:: Data records ::
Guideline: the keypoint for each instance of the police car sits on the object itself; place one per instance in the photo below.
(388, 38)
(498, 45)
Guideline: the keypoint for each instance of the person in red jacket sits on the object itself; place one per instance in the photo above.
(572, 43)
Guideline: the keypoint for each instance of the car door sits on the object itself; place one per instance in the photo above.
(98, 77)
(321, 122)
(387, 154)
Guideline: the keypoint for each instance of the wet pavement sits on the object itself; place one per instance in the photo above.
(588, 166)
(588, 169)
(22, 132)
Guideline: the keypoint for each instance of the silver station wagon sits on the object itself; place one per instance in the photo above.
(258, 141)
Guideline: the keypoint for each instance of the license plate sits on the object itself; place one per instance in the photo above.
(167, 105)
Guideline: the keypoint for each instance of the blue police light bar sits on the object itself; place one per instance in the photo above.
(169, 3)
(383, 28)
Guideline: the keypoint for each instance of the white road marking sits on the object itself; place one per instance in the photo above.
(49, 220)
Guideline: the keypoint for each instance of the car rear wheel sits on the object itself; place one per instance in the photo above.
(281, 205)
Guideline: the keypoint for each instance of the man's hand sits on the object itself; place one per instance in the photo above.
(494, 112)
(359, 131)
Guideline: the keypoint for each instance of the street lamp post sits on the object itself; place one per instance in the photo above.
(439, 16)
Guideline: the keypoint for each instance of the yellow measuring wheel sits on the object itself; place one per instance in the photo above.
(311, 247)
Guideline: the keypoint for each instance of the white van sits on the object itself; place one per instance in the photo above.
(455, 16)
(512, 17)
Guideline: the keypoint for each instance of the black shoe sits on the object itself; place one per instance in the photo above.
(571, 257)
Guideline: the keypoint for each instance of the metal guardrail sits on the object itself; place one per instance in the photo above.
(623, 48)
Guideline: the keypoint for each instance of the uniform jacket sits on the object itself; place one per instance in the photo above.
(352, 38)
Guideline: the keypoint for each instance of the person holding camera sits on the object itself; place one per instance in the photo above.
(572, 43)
:::
■ The request:
Rewrite every line between the line holding "Guideline: the keypoint for each instance of the person holding" and the end of the records, inclusive, keeping the requests unchanged. Scale each point coordinate in the answers by 1.1 and round it to the nearest whole number, with halves rounded up.

■ Finished answer:
Guideline: the keypoint for each instance of the person holding camera sits on the object itself; place one per instance in the photo above.
(629, 47)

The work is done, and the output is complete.